** Data follows **

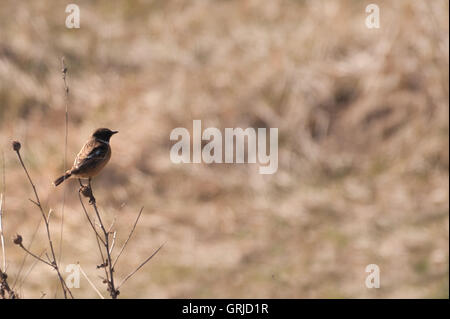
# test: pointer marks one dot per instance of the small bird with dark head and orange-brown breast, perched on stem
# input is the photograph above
(91, 159)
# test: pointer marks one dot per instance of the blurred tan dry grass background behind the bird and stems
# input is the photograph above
(362, 114)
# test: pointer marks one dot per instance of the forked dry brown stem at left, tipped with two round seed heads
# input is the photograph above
(53, 263)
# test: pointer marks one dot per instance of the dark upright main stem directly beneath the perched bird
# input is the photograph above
(87, 191)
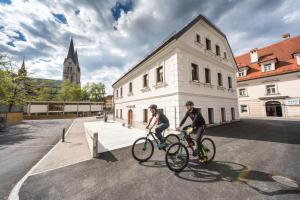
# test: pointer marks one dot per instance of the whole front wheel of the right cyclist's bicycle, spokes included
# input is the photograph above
(177, 157)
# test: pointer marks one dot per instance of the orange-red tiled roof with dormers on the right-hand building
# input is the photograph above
(282, 51)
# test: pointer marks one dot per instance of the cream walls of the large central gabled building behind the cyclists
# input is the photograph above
(171, 96)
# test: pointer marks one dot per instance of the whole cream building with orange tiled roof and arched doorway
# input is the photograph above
(269, 80)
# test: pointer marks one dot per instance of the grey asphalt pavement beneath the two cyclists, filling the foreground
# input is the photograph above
(250, 155)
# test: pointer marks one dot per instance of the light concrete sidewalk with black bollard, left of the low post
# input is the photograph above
(73, 150)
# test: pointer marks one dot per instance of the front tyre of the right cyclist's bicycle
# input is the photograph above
(177, 146)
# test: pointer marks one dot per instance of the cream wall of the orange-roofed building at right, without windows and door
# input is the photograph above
(287, 87)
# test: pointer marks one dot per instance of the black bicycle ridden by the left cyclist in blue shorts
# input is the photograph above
(143, 148)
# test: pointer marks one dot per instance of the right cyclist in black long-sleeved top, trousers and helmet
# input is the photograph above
(198, 124)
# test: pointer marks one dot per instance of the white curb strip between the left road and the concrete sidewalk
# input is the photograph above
(14, 194)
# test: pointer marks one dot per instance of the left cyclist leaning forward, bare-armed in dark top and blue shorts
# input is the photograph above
(162, 123)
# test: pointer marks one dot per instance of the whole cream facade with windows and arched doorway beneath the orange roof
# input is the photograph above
(272, 96)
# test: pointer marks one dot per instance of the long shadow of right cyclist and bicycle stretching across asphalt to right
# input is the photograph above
(233, 172)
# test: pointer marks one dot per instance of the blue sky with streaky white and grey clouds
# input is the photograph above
(111, 36)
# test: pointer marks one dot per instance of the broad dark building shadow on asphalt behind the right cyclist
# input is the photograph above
(264, 130)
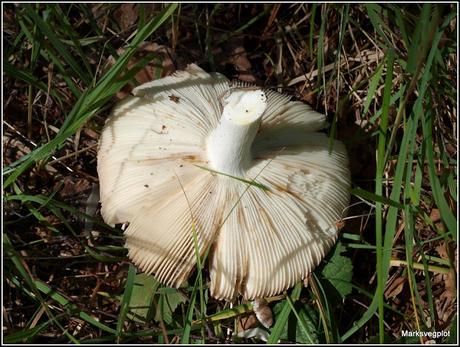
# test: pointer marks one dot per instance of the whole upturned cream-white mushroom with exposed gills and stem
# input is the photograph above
(191, 159)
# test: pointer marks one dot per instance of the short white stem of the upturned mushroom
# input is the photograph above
(229, 144)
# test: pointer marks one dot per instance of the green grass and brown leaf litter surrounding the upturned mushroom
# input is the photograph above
(385, 75)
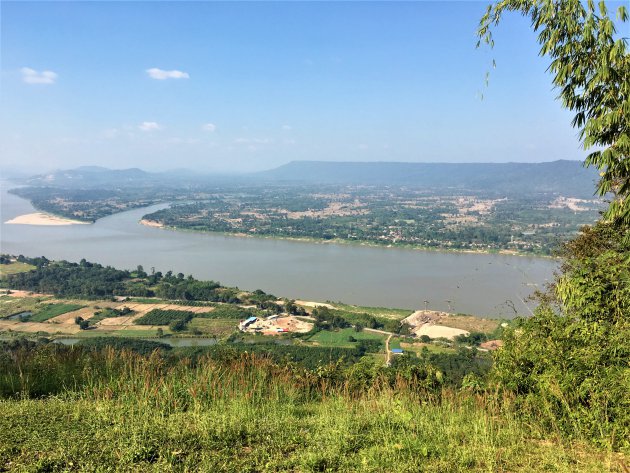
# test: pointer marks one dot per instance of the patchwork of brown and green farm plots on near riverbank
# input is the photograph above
(54, 317)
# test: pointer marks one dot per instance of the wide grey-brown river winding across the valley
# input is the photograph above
(480, 284)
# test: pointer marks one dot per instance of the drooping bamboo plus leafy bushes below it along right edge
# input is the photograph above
(569, 362)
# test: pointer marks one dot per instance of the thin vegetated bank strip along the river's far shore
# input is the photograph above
(341, 241)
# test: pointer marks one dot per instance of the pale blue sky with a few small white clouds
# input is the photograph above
(247, 86)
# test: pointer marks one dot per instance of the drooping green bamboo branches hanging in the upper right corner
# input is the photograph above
(591, 69)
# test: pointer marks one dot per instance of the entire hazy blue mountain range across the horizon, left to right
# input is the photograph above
(563, 177)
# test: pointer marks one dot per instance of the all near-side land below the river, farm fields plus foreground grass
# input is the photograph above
(336, 398)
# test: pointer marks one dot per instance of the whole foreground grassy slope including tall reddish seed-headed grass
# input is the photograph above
(134, 414)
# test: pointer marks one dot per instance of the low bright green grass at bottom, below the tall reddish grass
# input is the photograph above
(381, 433)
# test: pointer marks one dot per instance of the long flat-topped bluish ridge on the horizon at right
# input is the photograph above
(561, 177)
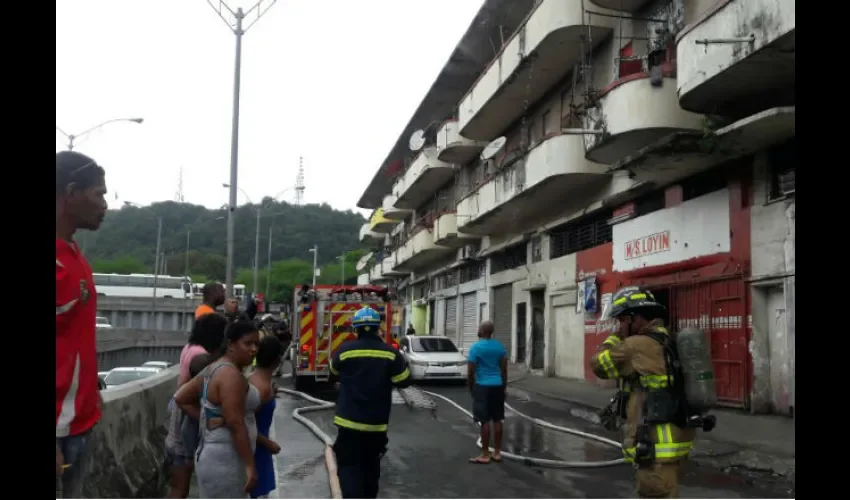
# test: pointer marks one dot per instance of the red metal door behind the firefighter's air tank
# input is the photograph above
(720, 308)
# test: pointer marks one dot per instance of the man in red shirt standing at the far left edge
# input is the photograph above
(80, 204)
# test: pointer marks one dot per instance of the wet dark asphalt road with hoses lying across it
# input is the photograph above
(428, 455)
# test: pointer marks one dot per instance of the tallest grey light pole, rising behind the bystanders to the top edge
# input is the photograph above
(238, 29)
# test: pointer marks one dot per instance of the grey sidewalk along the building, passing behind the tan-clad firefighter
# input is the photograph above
(764, 443)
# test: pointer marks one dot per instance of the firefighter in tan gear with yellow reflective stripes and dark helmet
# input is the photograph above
(634, 356)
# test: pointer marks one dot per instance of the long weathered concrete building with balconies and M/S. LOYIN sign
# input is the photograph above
(628, 144)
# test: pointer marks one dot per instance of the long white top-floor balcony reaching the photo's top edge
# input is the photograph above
(539, 54)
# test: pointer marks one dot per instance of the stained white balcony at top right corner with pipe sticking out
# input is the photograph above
(738, 54)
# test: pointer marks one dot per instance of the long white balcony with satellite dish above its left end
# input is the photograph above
(552, 174)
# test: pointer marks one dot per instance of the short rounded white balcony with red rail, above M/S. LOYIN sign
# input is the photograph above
(633, 114)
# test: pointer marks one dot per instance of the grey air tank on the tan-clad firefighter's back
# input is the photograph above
(694, 353)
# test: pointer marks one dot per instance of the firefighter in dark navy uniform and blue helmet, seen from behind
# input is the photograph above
(367, 369)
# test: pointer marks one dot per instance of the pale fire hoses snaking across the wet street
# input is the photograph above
(410, 399)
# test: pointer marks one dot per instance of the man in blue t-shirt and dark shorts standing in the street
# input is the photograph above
(488, 381)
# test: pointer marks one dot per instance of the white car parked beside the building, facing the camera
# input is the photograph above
(433, 358)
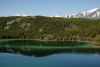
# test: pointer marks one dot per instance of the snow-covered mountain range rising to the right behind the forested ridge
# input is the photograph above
(91, 14)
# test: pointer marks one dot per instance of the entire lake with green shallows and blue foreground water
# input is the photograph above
(28, 53)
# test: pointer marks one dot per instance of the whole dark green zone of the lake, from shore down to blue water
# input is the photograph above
(40, 48)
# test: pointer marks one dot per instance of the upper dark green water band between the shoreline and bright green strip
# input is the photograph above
(42, 43)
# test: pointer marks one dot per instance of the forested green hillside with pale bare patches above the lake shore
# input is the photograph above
(49, 28)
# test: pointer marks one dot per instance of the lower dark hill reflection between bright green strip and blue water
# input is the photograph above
(46, 52)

** End of Data **

→ Work request: The string "bamboo" may appear in the lines of the records above. State how many lines contain it, with no other words.

→ Solution for this problem: 2